Veteran’s Unlawful-Search Suit Tossed in D.C.

     (CN) – A veteran has no claims against Washington, D.C., police for searching his home, taking a grenade and several guns, leaving the door open, and letting his fish die, a federal judge ruled.
     Matthew Corrigan, a former D.C. resident and an Army reservist, phoned the National Suicide Hotline – though he believed he was calling the military’s emotional-support hotline – on the night of Feb. 2, 2010, because “he was depressed and had not slept for several days,” according to court records.
     In response to questioning, Corrigan told a hotline employee that he was a veteran and owned firearms, but did not indicate that he planned to harm anyone or kill himself, he claims. Corrigan turned off his phone, took prescribed sleeping pills and fell asleep, according to his lawsuit.
     Unbeknownst to Corrigan, the employee called 911 and reported an attempted suicide. Metropolitan police officers were sent to Corrigan’s apartment around 11 p.m., where they reported a strong odor of natural gas, so they had the service cut off.

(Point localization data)
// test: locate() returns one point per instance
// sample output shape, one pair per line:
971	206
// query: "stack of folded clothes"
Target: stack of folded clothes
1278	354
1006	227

Prompt -> Reproduce word for word the part of the news report that begins with "In response to" and ends after "to his lawsuit.".

Finished task ->
In response to questioning, Corrigan told a hotline employee that he was a veteran and owned firearms, but did not indicate that he planned to harm anyone or kill himself, he claims. Corrigan turned off his phone, took prescribed sleeping pills and fell asleep, according to his lawsuit.